## EXERCISE PROMPT
Print the passage about the Democratic Party's troubles below in full, word for word.

## PASSAGE PROVIDED

===============

As Zohran Mamdani builds an unlikely coalition of socialists and centrists, leading Democrats are out with a sweeping and brutal report on the party’s problems. According to a new report published in Semafor, a six-month survey of hundreds of thousands of voters has found that most voters view the party as “out of touch” — and that it is “growing only with self-described ‘white liberals’ while losing ground with other voters.”
This comes exactly 10 years after Donald Trump triggered a political realignment, and just one year after Democrats suffered their second defeat to him. Republicans now control both the House and the Senate and have built a rapidly expanding media ecosystem. Meanwhile, Democrats are struggling to decide whether to back Mamdani over Andrew Cuomo, and Maine populist Graham Platner over incumbent Janet Mills.

===============

## DATASET EXTRACT
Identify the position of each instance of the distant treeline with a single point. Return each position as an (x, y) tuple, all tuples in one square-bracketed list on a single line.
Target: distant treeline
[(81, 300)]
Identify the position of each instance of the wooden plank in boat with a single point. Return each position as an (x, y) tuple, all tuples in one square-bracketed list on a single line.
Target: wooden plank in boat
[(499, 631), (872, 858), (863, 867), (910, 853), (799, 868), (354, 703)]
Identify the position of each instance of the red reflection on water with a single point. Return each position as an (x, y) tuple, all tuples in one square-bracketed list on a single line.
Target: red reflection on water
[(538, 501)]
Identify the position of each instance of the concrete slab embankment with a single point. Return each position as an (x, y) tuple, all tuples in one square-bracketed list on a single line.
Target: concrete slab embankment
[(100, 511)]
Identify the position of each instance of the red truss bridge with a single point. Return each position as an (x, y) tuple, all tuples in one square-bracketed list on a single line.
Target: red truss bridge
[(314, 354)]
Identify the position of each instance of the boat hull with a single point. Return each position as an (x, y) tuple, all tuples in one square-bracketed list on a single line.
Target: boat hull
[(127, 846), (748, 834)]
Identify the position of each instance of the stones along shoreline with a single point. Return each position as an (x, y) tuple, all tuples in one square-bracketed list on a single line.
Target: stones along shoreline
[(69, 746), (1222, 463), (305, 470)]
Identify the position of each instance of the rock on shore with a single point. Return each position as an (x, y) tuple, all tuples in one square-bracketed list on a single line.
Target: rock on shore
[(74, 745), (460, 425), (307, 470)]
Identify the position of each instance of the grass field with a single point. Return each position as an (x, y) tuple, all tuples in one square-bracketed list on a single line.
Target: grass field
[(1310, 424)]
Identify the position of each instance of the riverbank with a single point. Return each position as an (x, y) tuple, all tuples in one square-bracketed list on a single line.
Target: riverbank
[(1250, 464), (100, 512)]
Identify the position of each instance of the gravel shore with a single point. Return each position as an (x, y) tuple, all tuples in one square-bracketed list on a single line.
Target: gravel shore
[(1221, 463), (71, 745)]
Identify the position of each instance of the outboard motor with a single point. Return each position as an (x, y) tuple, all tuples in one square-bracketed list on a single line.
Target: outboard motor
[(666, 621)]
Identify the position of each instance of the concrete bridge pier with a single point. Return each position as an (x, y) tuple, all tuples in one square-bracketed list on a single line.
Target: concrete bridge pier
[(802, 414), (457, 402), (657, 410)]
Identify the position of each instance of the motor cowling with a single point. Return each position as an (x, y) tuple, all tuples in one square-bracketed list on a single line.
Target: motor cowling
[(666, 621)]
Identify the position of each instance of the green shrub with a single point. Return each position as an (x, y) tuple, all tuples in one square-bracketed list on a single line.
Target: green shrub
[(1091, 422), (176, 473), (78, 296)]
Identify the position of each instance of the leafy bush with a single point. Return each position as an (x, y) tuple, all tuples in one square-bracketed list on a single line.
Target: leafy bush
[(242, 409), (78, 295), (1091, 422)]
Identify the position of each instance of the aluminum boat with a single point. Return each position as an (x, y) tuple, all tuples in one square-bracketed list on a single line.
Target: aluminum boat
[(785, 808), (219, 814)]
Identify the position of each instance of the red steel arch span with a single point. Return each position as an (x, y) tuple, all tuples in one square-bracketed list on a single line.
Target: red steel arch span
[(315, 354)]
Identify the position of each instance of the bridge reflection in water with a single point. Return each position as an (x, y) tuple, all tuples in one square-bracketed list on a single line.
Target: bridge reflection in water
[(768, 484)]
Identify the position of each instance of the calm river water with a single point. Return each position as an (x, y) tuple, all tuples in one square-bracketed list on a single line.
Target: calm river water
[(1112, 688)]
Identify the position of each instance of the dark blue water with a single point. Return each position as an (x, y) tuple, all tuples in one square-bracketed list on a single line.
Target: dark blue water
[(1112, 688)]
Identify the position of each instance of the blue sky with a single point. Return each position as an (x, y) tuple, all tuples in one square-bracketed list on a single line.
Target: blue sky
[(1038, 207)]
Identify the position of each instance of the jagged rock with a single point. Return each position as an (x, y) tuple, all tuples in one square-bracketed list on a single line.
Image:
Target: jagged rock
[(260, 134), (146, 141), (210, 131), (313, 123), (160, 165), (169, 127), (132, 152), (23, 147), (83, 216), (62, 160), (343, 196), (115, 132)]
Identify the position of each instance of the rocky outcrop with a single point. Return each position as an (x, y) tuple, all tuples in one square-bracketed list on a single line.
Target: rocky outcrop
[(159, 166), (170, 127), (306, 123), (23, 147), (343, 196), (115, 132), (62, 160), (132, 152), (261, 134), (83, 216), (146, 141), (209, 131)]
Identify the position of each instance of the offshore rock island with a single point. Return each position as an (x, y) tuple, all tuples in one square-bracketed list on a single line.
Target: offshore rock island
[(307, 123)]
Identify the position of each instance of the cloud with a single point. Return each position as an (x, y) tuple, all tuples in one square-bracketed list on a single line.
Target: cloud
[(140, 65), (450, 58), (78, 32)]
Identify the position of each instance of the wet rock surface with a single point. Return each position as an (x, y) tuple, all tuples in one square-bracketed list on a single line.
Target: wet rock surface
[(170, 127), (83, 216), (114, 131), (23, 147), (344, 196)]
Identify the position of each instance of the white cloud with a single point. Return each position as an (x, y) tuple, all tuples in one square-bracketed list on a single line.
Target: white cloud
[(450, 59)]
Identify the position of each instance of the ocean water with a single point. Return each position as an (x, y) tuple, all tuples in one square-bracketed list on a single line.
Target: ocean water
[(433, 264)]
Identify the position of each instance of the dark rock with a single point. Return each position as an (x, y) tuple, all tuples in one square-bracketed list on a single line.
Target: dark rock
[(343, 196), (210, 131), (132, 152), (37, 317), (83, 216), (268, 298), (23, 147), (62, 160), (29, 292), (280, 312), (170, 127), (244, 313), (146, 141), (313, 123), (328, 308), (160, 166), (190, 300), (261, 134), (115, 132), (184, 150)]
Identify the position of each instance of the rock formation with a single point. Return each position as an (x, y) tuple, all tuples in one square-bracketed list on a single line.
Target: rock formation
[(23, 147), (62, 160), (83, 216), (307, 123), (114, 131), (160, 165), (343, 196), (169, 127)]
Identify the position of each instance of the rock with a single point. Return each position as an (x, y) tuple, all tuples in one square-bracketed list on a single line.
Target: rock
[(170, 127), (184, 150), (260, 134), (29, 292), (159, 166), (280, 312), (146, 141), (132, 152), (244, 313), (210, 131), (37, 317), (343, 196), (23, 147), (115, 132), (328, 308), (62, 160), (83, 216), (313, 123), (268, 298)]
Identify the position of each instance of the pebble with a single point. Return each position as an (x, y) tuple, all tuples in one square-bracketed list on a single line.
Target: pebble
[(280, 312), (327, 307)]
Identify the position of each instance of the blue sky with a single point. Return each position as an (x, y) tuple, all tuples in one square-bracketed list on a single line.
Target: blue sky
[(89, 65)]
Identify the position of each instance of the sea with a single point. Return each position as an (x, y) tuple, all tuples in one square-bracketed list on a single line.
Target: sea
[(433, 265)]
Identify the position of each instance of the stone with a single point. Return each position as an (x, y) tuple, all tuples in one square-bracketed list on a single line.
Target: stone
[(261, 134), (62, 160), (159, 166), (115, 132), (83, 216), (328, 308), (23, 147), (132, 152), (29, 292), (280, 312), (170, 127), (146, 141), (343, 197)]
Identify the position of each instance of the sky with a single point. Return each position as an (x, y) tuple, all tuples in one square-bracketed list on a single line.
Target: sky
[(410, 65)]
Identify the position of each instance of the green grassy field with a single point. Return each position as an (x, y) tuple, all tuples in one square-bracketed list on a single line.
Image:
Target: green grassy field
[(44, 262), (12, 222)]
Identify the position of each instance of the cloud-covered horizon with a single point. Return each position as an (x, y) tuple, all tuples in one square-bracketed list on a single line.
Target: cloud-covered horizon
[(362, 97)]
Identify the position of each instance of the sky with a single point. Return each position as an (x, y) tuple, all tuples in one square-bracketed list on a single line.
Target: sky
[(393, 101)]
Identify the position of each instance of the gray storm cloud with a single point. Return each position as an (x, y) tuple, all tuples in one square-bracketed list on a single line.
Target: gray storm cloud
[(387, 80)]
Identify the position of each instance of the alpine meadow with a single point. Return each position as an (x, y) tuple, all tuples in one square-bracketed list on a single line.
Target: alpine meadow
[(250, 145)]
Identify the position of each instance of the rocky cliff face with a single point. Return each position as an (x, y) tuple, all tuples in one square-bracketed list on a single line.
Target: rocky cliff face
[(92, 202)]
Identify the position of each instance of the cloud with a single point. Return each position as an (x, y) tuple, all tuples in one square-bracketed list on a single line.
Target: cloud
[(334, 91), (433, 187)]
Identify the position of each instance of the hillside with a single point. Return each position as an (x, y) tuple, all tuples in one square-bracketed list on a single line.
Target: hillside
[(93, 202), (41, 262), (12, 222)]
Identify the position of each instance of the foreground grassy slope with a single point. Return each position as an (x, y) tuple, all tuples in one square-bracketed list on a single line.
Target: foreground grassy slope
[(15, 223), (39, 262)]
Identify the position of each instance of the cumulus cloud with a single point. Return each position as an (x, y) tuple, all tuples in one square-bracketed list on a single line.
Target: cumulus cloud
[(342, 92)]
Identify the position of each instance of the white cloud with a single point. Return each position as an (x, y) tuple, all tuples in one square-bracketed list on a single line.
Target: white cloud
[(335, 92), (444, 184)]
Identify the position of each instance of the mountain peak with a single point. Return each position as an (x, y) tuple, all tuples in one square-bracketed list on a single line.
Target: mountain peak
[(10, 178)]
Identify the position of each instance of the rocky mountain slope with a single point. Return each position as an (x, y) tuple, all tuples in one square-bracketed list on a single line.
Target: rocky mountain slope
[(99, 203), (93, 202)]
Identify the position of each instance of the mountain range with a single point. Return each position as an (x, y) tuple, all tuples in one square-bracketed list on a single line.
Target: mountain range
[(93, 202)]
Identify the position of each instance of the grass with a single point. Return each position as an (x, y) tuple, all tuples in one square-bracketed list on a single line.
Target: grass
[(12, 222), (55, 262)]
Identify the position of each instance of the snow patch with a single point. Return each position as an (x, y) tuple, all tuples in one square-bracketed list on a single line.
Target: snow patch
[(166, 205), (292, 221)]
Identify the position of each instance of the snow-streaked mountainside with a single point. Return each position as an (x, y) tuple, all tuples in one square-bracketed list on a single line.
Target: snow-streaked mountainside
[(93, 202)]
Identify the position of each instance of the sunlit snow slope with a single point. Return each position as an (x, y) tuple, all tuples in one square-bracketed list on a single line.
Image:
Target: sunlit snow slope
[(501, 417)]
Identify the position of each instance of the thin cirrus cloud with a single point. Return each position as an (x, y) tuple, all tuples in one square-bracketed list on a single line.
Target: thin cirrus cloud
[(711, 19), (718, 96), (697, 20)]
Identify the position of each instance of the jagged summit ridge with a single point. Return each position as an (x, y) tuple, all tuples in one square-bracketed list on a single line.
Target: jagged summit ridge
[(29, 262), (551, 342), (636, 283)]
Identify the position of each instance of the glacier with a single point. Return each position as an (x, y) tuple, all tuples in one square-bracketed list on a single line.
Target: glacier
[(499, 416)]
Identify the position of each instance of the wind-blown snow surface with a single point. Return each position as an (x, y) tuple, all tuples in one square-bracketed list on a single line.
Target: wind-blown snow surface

===============

## EXERCISE ANSWER
As Zohran Mamdani builds an unlikely coalition of socialists and centrists, leading Democrats are out with a sweeping and brutal report on the party’s problems. According to a new report published in Semafor, a six-month survey of hundreds of thousands of voters has found that most voters view the party as “out of touch” — and that it is “growing only with self-described ‘white liberals’ while losing ground with other voters.”
This comes exactly 10 years after Donald Trump triggered a political realignment, and just one year after Democrats suffered their second defeat to him. Republicans now control both the House and the Senate and have built a rapidly expanding media ecosystem. Meanwhile, Democrats are struggling to decide whether to back Mamdani over Andrew Cuomo, and Maine populist Graham Platner over incumbent Janet Mills.